Verdachte heeft verklaard dat hij niet wist dat [slachtoffer] escortwerkzaamheden verrichtte en dat hij dan ook niet wist dat hij haar naar escortafspraken bracht. De rechtbank stelt op basis van de verklaringen van [slachtoffer] en [getuige 1] vast dat verdachte wel degelijk wist dat hij [slachtoffer] naar escortafspraken bracht. Dat verdachte hiervoor betaald kreeg, is naar het oordeel van de rechtbank onvoldoende gebleken.
Beoordeling van medeplegen van of medeplichtigheid aan de ten laste gelegde vormen van mensenhandel
Uit de wettekst van sub-onderdelen 1 en 6 van lid 1, artikel 237f Sr volgt dat voor bewezenverklaring van deze sub-onderdelen is vereist dat sprake is van (oogmerk van) uitbuiting. Uit de jurisprudentie [1] volgt dat de in de sub-onderdelen 3 en 4 omschreven gedragingen eveneens alleen strafbaar zijn indien zij zijn begaan onder omstandigheden waarbij uitbuiting kan worden verondersteld. Uitbuiting moet derhalve worden aangemerkt als een impliciet bestanddeel van deze sub-onderdelen.

Gegevens:

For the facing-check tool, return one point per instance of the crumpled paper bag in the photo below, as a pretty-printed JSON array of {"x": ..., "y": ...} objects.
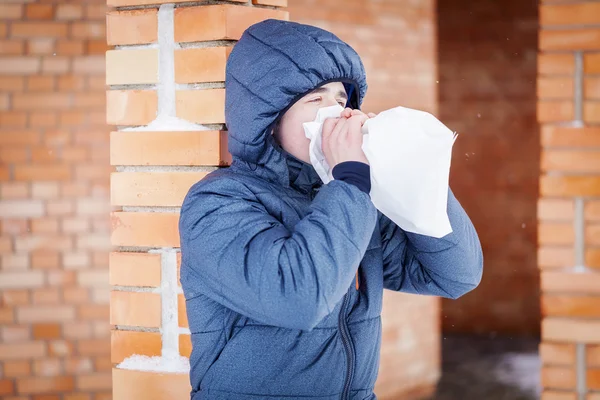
[{"x": 409, "y": 152}]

Opdracht: Zet de tekst over de mensenhandelzaak voort na de laatste zin.

Antwoord:
Ten aanzien van de term uitbuiting overweegt de rechtbank als volgt. In lid 2 van artikel 237f Sr is bepaald dat onder uitbuiting in ieder geval uitbuiting in de prostitutie valt. De Hoge Raad [2] heeft inzake overige arbeidsuitbuiting geoordeeld dat niet in algemene termen is te beantwoorden wanneer sprake is van uitbuiting en dat dit antwoord sterk is verweven met de omstandigheden van het geval. Hierbij komt in elk geval betekenis toe aan de aard en duur van de tewerkstelling, de beperkingen die zij voor de betrokkene meebrengt en het (economisch) voordeel dat daarmee door de tewerksteller wordt behaald.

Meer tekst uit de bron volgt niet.